Exercise aim: Express the data below as a Markdown table with two columns, "Row" and "Line": number each nonblank line in order and skip the blank ones. Leave the pictures out of the table.

start

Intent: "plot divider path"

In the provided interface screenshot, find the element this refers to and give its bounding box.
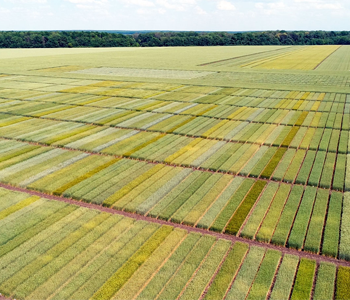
[0,183,350,268]
[0,136,337,193]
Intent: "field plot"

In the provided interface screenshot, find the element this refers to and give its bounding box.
[0,188,350,300]
[0,69,350,257]
[248,46,339,70]
[0,46,350,300]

end

Full answer:
| Row | Line |
|---|---|
| 1 | Intent: "plot divider path" |
| 2 | In the provided interface screenshot, find the element this refers to and give its bounding box. |
| 3 | [0,183,350,268] |
| 4 | [0,136,337,193] |
| 5 | Intent: "field plot" |
| 6 | In the provided interface screenshot, find the element this refers to and give its bounding box. |
| 7 | [0,188,350,300] |
| 8 | [0,69,350,257] |
| 9 | [248,46,339,70] |
| 10 | [0,46,350,300] |